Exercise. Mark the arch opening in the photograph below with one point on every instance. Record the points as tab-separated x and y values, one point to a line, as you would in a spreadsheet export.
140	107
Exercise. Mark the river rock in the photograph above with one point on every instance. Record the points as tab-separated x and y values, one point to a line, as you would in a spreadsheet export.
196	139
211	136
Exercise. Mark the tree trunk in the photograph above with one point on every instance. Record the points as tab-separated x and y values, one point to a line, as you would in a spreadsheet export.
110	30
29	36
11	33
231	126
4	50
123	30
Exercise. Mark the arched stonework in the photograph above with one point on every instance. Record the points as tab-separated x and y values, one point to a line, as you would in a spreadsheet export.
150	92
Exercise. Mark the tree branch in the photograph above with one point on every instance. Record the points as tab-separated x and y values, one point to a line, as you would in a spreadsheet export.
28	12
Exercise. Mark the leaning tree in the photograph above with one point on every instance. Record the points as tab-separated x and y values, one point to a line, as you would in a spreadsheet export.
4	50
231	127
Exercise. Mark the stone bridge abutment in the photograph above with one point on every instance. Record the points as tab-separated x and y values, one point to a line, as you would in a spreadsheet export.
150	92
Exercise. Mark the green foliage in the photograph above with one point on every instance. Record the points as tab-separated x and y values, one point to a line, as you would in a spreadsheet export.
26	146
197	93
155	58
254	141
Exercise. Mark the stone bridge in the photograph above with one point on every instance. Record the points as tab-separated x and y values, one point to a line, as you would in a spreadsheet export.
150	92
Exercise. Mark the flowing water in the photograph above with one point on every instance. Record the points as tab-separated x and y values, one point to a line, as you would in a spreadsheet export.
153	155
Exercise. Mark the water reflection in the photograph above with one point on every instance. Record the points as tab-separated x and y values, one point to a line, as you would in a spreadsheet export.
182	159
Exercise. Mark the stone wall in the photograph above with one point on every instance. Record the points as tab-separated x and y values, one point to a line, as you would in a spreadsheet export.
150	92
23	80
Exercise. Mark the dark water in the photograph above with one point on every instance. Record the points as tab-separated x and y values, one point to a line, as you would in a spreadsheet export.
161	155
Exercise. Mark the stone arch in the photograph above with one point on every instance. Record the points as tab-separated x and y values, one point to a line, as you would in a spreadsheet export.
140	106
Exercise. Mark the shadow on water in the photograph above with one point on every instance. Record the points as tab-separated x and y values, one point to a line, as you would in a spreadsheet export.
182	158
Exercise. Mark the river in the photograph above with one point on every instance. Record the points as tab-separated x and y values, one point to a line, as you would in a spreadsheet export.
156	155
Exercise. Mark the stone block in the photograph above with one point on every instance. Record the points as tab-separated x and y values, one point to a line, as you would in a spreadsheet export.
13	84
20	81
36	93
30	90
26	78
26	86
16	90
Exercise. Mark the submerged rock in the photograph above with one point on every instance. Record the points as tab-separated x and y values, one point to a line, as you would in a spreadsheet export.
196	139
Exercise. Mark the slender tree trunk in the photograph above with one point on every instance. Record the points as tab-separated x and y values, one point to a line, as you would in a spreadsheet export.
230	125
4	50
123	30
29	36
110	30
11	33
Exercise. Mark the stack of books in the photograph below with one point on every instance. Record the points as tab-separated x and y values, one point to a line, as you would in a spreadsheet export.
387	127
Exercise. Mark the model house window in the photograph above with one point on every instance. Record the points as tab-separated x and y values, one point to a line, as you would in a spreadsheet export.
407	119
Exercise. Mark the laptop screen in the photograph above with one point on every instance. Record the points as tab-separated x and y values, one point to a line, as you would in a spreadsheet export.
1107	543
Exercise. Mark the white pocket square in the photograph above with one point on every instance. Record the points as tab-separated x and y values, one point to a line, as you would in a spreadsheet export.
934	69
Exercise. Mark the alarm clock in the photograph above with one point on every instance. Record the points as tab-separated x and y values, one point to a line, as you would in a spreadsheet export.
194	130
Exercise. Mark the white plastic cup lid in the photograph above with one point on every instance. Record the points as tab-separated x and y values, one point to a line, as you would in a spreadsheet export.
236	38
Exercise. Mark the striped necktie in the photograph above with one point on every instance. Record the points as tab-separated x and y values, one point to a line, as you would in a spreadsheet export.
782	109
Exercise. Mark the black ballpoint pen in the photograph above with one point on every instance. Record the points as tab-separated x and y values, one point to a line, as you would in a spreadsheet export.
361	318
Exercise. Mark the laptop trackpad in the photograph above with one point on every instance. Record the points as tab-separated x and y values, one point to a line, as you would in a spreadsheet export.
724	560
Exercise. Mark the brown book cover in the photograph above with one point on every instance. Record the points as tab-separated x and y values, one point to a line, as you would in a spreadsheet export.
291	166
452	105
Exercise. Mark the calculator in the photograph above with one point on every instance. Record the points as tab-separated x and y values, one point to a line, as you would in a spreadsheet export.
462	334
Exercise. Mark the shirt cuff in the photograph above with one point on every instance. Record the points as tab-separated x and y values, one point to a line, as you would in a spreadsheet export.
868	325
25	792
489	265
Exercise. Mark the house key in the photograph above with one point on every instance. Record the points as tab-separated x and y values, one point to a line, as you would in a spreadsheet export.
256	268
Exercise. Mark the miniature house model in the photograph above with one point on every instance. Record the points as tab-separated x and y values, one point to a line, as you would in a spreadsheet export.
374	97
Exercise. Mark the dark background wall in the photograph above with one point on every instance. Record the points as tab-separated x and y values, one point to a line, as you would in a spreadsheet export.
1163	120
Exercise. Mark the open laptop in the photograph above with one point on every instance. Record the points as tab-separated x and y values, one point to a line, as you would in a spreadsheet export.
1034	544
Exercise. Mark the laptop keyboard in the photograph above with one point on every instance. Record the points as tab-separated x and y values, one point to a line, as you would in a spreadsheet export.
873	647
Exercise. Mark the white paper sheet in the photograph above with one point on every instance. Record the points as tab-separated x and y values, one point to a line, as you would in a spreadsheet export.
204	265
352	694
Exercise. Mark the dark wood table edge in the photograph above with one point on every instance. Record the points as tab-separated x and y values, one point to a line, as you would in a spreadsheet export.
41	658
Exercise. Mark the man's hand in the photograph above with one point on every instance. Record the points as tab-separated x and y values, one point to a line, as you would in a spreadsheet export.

+++++

> [EXERCISE DESCRIPTION]: Please output the data as a Markdown table with the columns No. and Line, starting at the line containing "Exercise. Mark the dark background" and ending at the last line of the data. Give each line its own numbered row and leave out blank lines.

> [ANSWER FOR THIS EXERCISE]:
| No. | Line |
|---|---|
| 1 | Exercise. Mark the dark background wall in the photograph above with one point on every instance. Record the points as tab-separated x and y values, one point to a line, as you would in a spreadsheet export. |
| 2 | 1163	120 |
| 3 | Exercise. Mark the open laptop in the photograph above with one point on every instance. Record the points as tab-separated x and y values, one point to a line, as you would in a spreadsheet export. |
| 4 | 1034	544 |
| 5 | Exercise. Mark the laptop keyboard in the photograph above with one point on every instance. Record the points as tab-separated x and y values, one point to a line, as you would in a spreadsheet export. |
| 6 | 873	647 |
| 7 | Exercise. Mark the white paper sheet in the photograph above with one point on every instance. Record the points as tab-separated x and y values, one point to a line, as you would in a spreadsheet export. |
| 8 | 204	265 |
| 9 | 352	694 |
| 10 | Exercise. Mark the dark wood table edge in the photograph above with one point on every instance. Record the points as tab-separated x and y values, one point to a line, as you would in a spreadsheet export. |
| 11 | 41	658 |
| 12 | Exercise. Mark the man's hand in the photograph above with one point on every instance. Record the points as tab-separated x and y values, one point to a line, as you would in a spreadsheet export. |